Description of the task:
Rewrite the part of the lines below that opens with the line containing "Can you spot the wooden" and runs through the last line, keeping every line in it. Adjust each x and y coordinate by -127 and leave all other wording as it is.

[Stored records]
— Start —
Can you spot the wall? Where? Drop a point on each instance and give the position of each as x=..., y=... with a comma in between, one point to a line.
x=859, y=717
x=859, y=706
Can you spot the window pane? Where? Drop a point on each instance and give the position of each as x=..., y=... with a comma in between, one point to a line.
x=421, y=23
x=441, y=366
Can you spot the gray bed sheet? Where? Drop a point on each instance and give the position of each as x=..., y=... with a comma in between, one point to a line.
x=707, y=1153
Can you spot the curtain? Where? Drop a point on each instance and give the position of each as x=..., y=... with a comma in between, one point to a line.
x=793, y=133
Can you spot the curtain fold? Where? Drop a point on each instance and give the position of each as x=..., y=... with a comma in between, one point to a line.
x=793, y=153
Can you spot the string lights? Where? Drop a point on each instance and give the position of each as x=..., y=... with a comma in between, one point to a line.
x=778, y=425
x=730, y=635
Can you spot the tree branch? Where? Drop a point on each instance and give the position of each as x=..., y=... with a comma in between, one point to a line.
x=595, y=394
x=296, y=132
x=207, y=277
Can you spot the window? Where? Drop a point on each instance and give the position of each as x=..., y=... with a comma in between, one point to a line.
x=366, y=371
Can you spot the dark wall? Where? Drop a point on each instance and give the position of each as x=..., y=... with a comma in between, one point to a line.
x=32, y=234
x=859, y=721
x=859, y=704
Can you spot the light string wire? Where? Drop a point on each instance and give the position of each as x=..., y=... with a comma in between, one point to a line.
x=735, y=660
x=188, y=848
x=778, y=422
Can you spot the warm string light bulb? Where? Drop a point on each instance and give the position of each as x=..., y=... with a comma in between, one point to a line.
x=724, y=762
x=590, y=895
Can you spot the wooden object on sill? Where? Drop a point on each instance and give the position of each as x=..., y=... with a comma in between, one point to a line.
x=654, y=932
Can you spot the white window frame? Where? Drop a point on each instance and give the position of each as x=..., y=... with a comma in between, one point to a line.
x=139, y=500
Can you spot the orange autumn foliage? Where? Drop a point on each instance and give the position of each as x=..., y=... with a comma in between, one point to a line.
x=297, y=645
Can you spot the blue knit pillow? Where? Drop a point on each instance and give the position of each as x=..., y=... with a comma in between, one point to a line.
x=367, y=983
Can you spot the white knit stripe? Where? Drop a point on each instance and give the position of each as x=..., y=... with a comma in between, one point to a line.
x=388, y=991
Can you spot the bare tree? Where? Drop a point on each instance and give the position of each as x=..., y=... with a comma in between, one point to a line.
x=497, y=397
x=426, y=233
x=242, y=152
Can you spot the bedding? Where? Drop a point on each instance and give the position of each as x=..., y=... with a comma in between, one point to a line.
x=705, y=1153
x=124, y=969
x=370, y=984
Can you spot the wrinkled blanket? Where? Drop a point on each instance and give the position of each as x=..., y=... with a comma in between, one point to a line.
— End —
Finished answer:
Can you spot the wooden object on sill? Where? Drop a point on each instance and give the position of each as x=..., y=... with a comma in between, one point to a line.
x=527, y=805
Can you spot the white window frame? Where? Drop a point on each instance and give the position of each as x=..., y=... with a comma in between, one point to a line.
x=12, y=373
Can you spot the orange autumn foliage? Where? Drop a point on each instance and give the position of each as x=..., y=... with a comma in between, one point to a line.
x=170, y=518
Can you spot the blue knit pillow? Where? Drop a point on each instance and give the position of each as x=..., y=... with a comma in between, one point to a line.
x=240, y=856
Can you spot the white knit stripe? Where? Drop a point on each instance and give the position of each as x=..., y=... with a comma in between, one point to a line.
x=261, y=864
Can you spot the bare tree? Where? Drop a point on each instance and give the position of each as x=..., y=... with a comma in between, one point to a line.
x=370, y=270
x=299, y=106
x=115, y=25
Can you spot the bedding? Where? Drop a point on each instance and give the position of each as x=..., y=... with a comma in between, one point to a line.
x=578, y=1026
x=-3, y=842
x=243, y=857
Can you spot the wrinkled blanket? Where? Drop a point on each instance and give the position of each as x=..., y=... with a comma in between, one point to a line.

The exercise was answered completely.